Reproduce all of the data below line for line, and leave the picture out of your copy.

======== Listed records

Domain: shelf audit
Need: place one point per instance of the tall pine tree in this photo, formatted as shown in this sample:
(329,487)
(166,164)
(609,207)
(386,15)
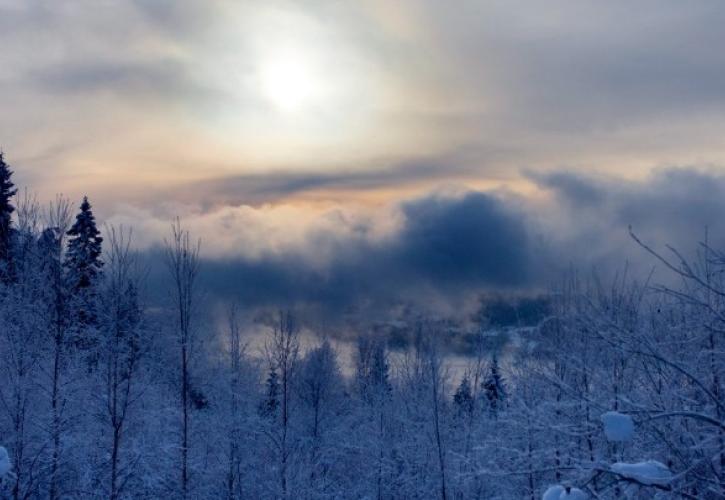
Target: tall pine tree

================

*Solution*:
Domain: shelf audit
Need: place one point per instance of the tall pine tree in this photo, formatted as shown in this sample:
(329,487)
(166,164)
(609,207)
(386,15)
Target: tall pine tree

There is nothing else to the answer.